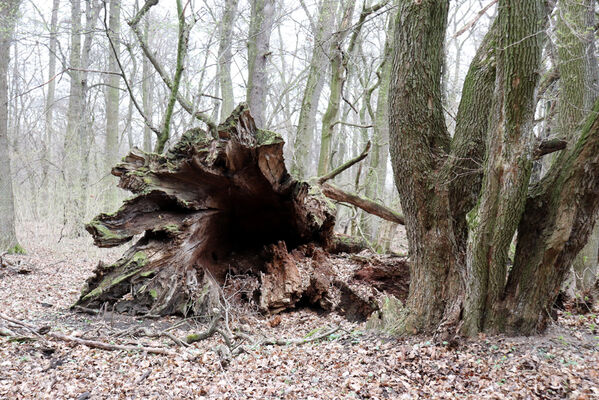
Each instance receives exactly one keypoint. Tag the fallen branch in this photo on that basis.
(196, 337)
(370, 206)
(297, 342)
(85, 342)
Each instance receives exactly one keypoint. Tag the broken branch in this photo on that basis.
(345, 166)
(370, 206)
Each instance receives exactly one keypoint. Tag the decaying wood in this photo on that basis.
(211, 209)
(370, 206)
(89, 343)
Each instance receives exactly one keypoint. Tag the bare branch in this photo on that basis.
(475, 19)
(370, 206)
(186, 104)
(345, 166)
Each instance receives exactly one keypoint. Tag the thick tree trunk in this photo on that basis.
(200, 206)
(418, 139)
(8, 237)
(508, 163)
(559, 217)
(577, 93)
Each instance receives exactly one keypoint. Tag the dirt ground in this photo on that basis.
(351, 363)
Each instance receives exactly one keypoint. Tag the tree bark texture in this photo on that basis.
(461, 218)
(112, 104)
(225, 56)
(8, 237)
(211, 208)
(261, 21)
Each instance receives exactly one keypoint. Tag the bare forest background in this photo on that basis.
(322, 85)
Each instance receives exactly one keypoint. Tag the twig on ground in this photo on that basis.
(88, 343)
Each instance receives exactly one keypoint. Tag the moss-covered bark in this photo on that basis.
(508, 161)
(202, 203)
(418, 141)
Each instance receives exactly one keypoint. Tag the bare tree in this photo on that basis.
(261, 22)
(8, 237)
============
__Objective__. Transcribe the listing above line by line without any changes, leaving out the pictures.

__Output__.
Each instance receives exactly one keypoint. Tag the fallen branch in this photo on that basis.
(196, 337)
(370, 206)
(297, 342)
(85, 342)
Each instance receives exactly one keypoint. Tag the broken branch in this photo on that basis.
(345, 166)
(370, 206)
Each instance receives exactly one keypoint. Tag the decaying wood in this photo on that basis.
(211, 209)
(370, 206)
(89, 343)
Each instance receives exactly one keypoint. Tag the bare branch in this photo on that basis.
(475, 19)
(370, 206)
(186, 104)
(345, 166)
Each instance receives exactly one keypoint. Tag the thick tree trunk in this photo on that basis.
(200, 206)
(418, 139)
(8, 237)
(508, 163)
(559, 217)
(577, 93)
Each instance receives exactly one keypoint. Tag the dirt ground in this photo on that basis.
(351, 363)
Each instance receives exactly one keypoint. Tag the tree bark texture in this photo on that basis.
(461, 218)
(112, 104)
(225, 56)
(8, 237)
(211, 208)
(261, 21)
Each instance receives exactly one keypoint. Tag the bare forest background in this photo on that basis.
(322, 85)
Each instance receives exactly one keypoint. Tag the twig on ground in this photo on that basis.
(88, 343)
Each instance receives exactly one keypoint. Tag the moss-covered bark in this photo on that basis.
(508, 161)
(202, 203)
(418, 141)
Each instance receives exactly one keypoint. Tag the bare tree in this photo on that basis.
(261, 22)
(8, 237)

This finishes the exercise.